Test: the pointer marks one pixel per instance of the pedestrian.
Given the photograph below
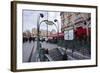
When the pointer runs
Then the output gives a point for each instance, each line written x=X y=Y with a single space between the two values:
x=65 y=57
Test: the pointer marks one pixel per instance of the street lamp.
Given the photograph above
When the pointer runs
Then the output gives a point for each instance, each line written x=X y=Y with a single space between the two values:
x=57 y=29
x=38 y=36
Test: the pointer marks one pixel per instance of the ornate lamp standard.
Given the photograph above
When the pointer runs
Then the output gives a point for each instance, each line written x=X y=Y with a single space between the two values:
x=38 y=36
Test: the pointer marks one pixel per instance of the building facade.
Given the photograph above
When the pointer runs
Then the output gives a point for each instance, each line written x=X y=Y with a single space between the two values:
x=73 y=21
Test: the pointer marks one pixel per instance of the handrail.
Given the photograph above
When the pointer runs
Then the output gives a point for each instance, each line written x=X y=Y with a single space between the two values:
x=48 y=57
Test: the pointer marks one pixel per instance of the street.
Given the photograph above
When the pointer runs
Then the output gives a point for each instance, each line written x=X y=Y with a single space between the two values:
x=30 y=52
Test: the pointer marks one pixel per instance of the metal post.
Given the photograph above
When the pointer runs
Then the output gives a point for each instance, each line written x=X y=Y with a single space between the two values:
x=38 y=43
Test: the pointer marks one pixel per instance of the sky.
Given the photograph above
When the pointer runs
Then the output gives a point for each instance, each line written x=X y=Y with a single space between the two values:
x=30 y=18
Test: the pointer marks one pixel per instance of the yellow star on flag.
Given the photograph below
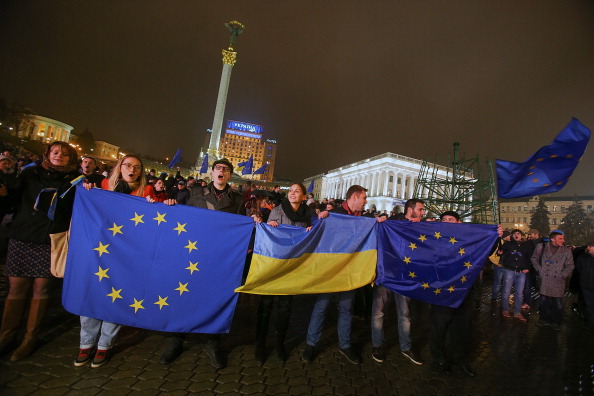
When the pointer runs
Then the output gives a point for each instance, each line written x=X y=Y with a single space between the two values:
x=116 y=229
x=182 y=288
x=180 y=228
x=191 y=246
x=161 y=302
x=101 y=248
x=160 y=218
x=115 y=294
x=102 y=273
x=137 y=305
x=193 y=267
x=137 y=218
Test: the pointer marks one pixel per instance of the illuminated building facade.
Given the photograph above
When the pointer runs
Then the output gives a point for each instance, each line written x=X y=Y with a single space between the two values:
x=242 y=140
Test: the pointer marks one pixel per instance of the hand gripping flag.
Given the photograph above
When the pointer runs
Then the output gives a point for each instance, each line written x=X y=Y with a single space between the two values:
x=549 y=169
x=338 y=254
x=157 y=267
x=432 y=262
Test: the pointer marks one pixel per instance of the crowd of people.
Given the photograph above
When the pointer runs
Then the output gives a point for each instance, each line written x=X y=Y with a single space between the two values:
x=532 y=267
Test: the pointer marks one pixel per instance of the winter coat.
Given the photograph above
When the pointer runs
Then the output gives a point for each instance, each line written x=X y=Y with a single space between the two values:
################
Requirements: Return all of the entries exactly as written, but drop any pictures they hold.

Response to the task:
Test: the pointer marks one pixel per instance of the pedestrian.
Given the photograph below
When the pointer runs
Then the output gives a point for each instance, each line written x=X y=Y with a single space between the two values:
x=65 y=57
Test: the pointer marks one pixel per instance of the street lamp.
Given the photograph above
When the pointer runs
Then the output gives a point for each instance, each line written x=X y=Y with a single space between the two values:
x=57 y=29
x=38 y=36
Test: the pointer marks one pixel per instance of the ornate lamp standard.
Given the photograph above
When the pointer runs
Then the output gives a point for each instance, each line written x=X y=Y with a single space between the two values:
x=38 y=36
Test: the pointer marks one pixel per instance of the building facade.
Given the photograph above
When the pointer runs
Then the output gives a point for each instance, each line written x=X y=Y with a single space between the two values:
x=73 y=21
Test: the pointer marks one pixel per instance of the handrail.
Given the photograph above
When the pointer runs
Then the output gives a point for each instance, each line written x=X y=Y with a single space between the two values:
x=48 y=57
Test: the pointer marks one pixel per instance of the street.
Given the photograph above
When the pointer runs
Then the output gives a point for each instance, each line written x=X y=Y with a single space between the two values:
x=30 y=52
Test: the pointer marks one pixel per instance of the metal post.
Given the photograph above
When the pointer runs
Then the output gives a point for each instance, each line written x=X y=Y with a single space between the two values:
x=38 y=43
Test: the pointer marks one pixel per instance of the sky.
Given the photograph above
When the pointer runs
Then the output gives a point for each instance, each line written x=X y=Y with a single space between the two values:
x=30 y=18
Test: the pointer marks one pixel per instance of the yellow star on flag.
Given the photograph below
When the pointer runs
Then the output gives a point for each instance, each line written x=X y=Y with a single space between the two values:
x=116 y=229
x=182 y=288
x=180 y=228
x=191 y=246
x=161 y=302
x=101 y=248
x=160 y=218
x=115 y=294
x=102 y=273
x=137 y=305
x=193 y=267
x=137 y=218
Test: the pointer marks one pixel per instance of the illuminated building facade.
Given the photograph above
When the pointer runs
Then the output gives a point for each instance, each line written x=X y=Y with a single space between the two values:
x=242 y=140
Test: the pointer marks one pixel per instance of the hand gripping flag.
Given the photograph above
When the pointer runs
Then the output gives a point for each instance, each line written x=X y=Y with a single space between the two values:
x=549 y=169
x=338 y=254
x=157 y=267
x=432 y=262
Test: the pointer marks one pixel per instance of the crowd of people.
Given the photograph above
When the pointer runs
Then the output gives a point for each instance, each line written x=X y=Y with a single space between the two values:
x=532 y=267
Test: the pointer marks one pixel per instance of the winter coat.
Given the photograph above
When the pointer runs
Then the output gives a point for each instance, each line written x=X y=Y with a single space between the two values:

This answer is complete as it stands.